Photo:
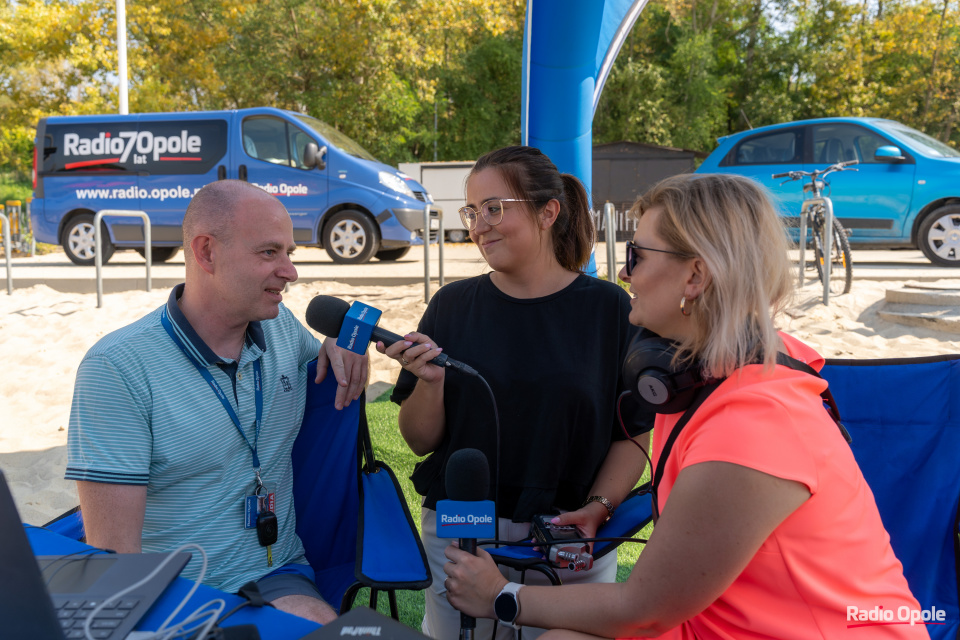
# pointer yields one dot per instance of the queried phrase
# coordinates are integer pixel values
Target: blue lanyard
(258, 391)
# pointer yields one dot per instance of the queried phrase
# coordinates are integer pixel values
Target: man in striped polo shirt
(179, 418)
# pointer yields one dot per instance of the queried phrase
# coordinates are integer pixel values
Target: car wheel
(939, 236)
(159, 254)
(79, 244)
(457, 235)
(351, 237)
(389, 255)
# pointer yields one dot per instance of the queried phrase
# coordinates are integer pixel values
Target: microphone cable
(496, 467)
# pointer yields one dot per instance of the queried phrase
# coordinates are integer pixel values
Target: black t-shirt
(553, 364)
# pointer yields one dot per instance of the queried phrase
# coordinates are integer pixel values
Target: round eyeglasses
(491, 210)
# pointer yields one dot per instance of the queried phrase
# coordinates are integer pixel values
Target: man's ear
(204, 249)
(549, 213)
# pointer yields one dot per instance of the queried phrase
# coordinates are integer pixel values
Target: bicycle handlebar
(796, 175)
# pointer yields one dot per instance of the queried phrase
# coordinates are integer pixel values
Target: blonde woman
(767, 527)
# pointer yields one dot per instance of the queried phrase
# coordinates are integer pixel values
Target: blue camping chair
(351, 514)
(633, 514)
(904, 417)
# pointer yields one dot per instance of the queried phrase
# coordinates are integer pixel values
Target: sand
(45, 333)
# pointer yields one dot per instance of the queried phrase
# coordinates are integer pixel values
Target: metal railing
(98, 241)
(7, 250)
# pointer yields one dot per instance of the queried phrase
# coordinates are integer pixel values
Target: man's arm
(113, 514)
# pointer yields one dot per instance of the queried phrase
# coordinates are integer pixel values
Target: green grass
(13, 189)
(390, 448)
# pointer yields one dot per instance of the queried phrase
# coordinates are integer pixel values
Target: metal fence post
(98, 241)
(426, 253)
(7, 250)
(608, 212)
(440, 238)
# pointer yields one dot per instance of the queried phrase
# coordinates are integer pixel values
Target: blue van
(338, 195)
(905, 192)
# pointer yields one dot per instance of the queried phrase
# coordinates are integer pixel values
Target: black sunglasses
(632, 254)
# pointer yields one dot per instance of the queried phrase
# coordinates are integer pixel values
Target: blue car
(906, 192)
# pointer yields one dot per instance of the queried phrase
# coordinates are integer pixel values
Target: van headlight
(395, 182)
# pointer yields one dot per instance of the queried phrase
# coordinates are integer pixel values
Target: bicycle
(819, 209)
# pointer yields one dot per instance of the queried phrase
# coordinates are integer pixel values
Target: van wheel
(389, 255)
(159, 254)
(939, 236)
(351, 237)
(79, 244)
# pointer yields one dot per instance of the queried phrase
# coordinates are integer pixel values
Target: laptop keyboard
(73, 614)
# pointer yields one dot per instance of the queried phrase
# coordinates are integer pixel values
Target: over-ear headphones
(655, 383)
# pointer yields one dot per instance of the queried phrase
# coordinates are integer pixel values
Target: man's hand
(349, 369)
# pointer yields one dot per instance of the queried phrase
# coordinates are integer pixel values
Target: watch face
(505, 606)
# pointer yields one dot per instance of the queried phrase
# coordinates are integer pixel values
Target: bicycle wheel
(841, 266)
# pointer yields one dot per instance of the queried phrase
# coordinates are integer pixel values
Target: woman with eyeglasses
(767, 528)
(548, 340)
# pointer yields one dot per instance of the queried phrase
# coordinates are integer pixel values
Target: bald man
(181, 418)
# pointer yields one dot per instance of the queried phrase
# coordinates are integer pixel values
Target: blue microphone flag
(465, 519)
(357, 327)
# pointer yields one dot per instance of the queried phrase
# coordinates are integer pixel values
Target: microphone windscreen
(468, 476)
(325, 314)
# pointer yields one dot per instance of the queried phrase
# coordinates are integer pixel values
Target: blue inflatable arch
(568, 50)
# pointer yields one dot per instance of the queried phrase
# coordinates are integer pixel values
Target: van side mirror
(313, 157)
(888, 153)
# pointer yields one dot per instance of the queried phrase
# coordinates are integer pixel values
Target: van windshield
(335, 137)
(925, 144)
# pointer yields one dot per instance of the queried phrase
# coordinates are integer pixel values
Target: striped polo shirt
(142, 414)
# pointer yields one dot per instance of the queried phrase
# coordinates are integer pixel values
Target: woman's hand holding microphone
(414, 354)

····················

Restate the full listing verbatim and drop every picture.

Your solution:
Photo:
# pointer yields one dot per instance of the queried phrase
# coordinates are integer pixel values
Target: blue lanyard
(258, 391)
# pointer yields one dot per instance of the queried phrase
# coordinates are integer pixel values
Target: man in striped polo shirt
(179, 418)
# pointer yields one dot per instance of the queried phrase
# coordinates are integer pixel values
Target: car wheel
(939, 236)
(159, 254)
(79, 244)
(457, 235)
(351, 237)
(389, 255)
# pointer yields one dot per instance of the queried phrase
# coordinates are integer pixel values
Target: microphone cable
(496, 467)
# pointer yields one dot per instance of the queried phrase
# coordinates are integer pixel values
Target: black t-shirt
(553, 364)
# pointer yields one dot per instance of the queried phrase
# coordinates are integer pixel values
Target: round eyeglasses
(491, 210)
# pointer yields one dot per instance of the queried phrase
# coordinates are integer pixel values
Target: man's ear
(204, 249)
(549, 213)
# pointer yields one dot per instance of the queried phrase
# coordinates are integer pixel values
Target: bicycle handlebar
(796, 175)
# pointer yields one dot per instance of the queried phrase
# coordinates are integer pixel values
Target: blonde woman
(767, 527)
# pointer yields one dot per instance of the queried phrase
# coordinates are integer pixel values
Target: blue camping chair
(351, 514)
(633, 514)
(904, 417)
# pointer yields one dot per instance of the queried phrase
# coordinates are integer pixel values
Target: sand
(45, 333)
# pointer yields one dot per instance of the queried phrase
# coordinates are integer pixel values
Target: metal railing
(98, 241)
(7, 250)
# pointer yields one dot per instance of the queried phrase
# coordinates are integer pixel values
Target: man's arm
(113, 514)
# pointer yields one dot per instance of the queried phrase
# coordinates are integer pixel values
Target: green grass
(13, 189)
(390, 448)
# pointer yields one dot per instance of the queried phrase
# coordinates are integer pixel values
Target: metal fence post
(98, 241)
(426, 253)
(7, 250)
(608, 212)
(440, 238)
# pointer yields one dot per instance of the queried phrase
# coordinates are integer pixel values
Target: blue van
(338, 195)
(905, 192)
# pointer yields one dot per instance of the queried phrase
# coordinates are integer pixel values
Target: black sunglasses
(632, 254)
# pointer yields one dot per instance of the queried phrase
# coordinates are integer pixel values
Target: blue car
(906, 192)
# pointer yields one dot per instance of the queried phrase
# coordinates are integer pixel values
Target: van headlight
(395, 182)
# pointer yields one dot per instance of the queried phrase
# coordinates are integer pixel values
Target: bicycle
(819, 209)
# pointer yields one dot per instance of the queried phrase
# coordinates are integer pixel values
Target: van wheel
(389, 255)
(159, 254)
(939, 236)
(351, 237)
(79, 244)
# pointer yields one dot per instance of the queried phrase
# coordinates are integer pixel values
Target: laptop keyboard
(73, 614)
# pointer yields one dot per instance of the queried phrase
# coordinates are integer pixel values
Target: over-ear headphones
(655, 383)
# pointer yields one dot per instance of the queried phrase
# coordinates are integer pixel values
Target: man's hand
(349, 369)
# pointer yields one dot per instance of the queried phrase
# coordinates are integer pixel values
Target: watch face
(505, 606)
# pointer yields one dot per instance of the queried phrase
# coordinates are integer pixel values
Target: bicycle wheel
(841, 266)
# pointer yields one dot per instance of the queried phrase
# coordinates are integer pixel values
Target: woman with eyeglasses
(767, 528)
(548, 340)
# pointer yields one dot per instance of the queried phrase
# coordinates are integer pixel values
Target: bald man
(181, 418)
# pointer yields one dot per instance of the queried phrase
# coordinates are integer pixel values
Target: blue microphone flag
(465, 519)
(357, 327)
# pointer yields one dot per instance of the queried phrase
# coordinates are integer pixel values
Target: microphone windscreen
(468, 476)
(325, 314)
# pointer yields one dot per instance of the queried phrase
# coordinates are integer pixel values
Target: blue inflatable arch
(568, 50)
# pointer yields one dot per instance of the queried phrase
# coordinates are integer pixel values
Target: van side mirror
(313, 157)
(888, 153)
# pointer yields one dot per instance of the queried phrase
# coordinates are integer pixel values
Target: van windshield
(335, 137)
(925, 144)
# pointer yields one dot per instance of the queried phrase
# coordinates are integer pixel values
Target: striped polo shirt
(142, 414)
# pointer yields one dot per instance of the queried phrase
# coordinates are integer pixel values
Target: woman's hand holding microphone
(414, 354)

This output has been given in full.